Tuesday 18 June 2019

Where do clients get stuck? Theories of career decision making difficulties

I spend much of my working life thinking about the training of professional career practitioners.  I base the content of my sessions, books or articles on the things that I think career practitioners will find useful, but as someone who claims to be fully committed to strengthening the evidence base underpinning our work, I wonder if I need a stronger theoretical basis to help me work out what topics to cover?

One useful starting point would be to find out what career dilemmas clients face. If we have a clear understanding of the career decision making difficulties career clients bring to their careers interviews, then we can start to ensure that the practitioners are equipped with the right range of techniques to help them. 

This field is fairly under-researched (Kelly & Lee, 2002), with no real agreed definition of career decision making difficulties, and limited inclusion of the construct in career theories. The literature is also a bit confusing (ha! there's a surprise) but are a few different models I have come across.  

Broadly speaking, it seems that there are two categories of career decision making difficulties: cognitive issues and affect issues (ie what is going wrong, and how people are feeling) (Chartrand, Robbins, Morrill, & Boggs, 1990). The bulk of the literature seems to focus on the cognitive issues, and aims to find scales which practitioners can use to help work out where their clients are struggling. This all feels very positivist to me and I think that perhaps career issues are a bit too complex to narrow down in this way. But I can see that it might form a useful start to a conversation.

Your goal: Return the stretch from "Tuesday 18 June" through "topics to cover?" in the post on career decision making difficulties. The lines that follow come from a different source than the post on career decision making difficulties.

Dataset extract:
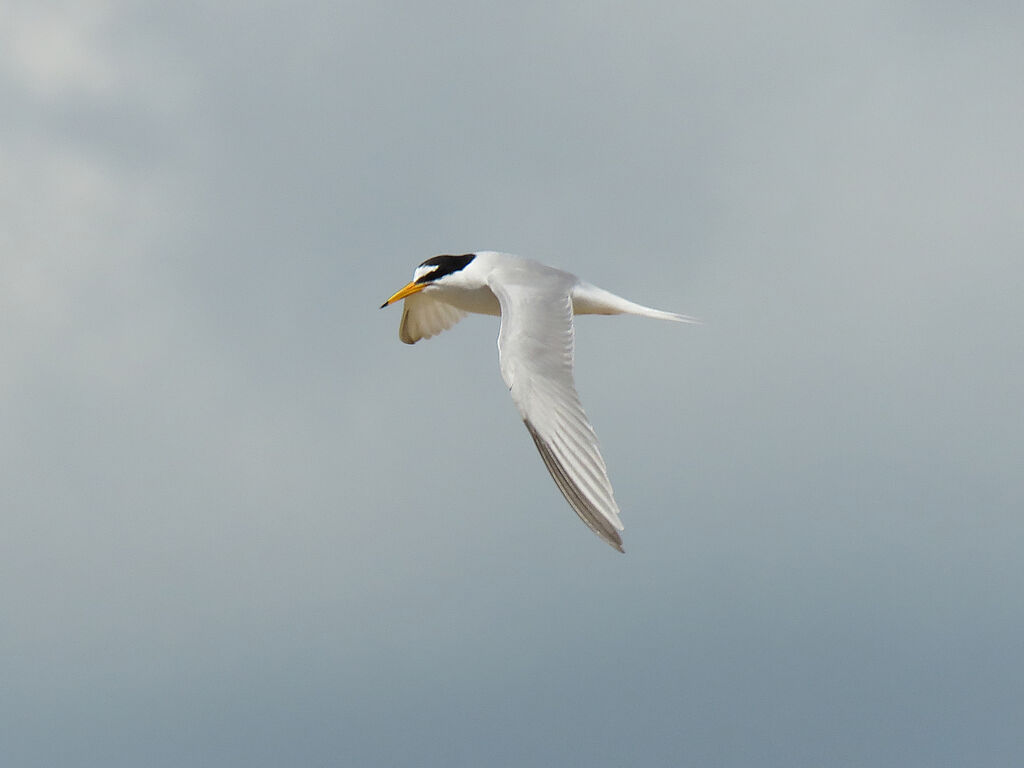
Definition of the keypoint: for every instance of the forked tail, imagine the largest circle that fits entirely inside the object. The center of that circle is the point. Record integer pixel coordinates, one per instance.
(588, 299)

Problem solution:
Tuesday 18 June 2019

Where do clients get stuck? Theories of career decision making difficulties

I spend much of my working life thinking about the training of professional career practitioners.  I base the content of my sessions, books or articles on the things that I think career practitioners will find useful, but as someone who claims to be fully committed to strengthening the evidence base underpinning our work, I wonder if I need a stronger theoretical basis to help me work out what topics to cover?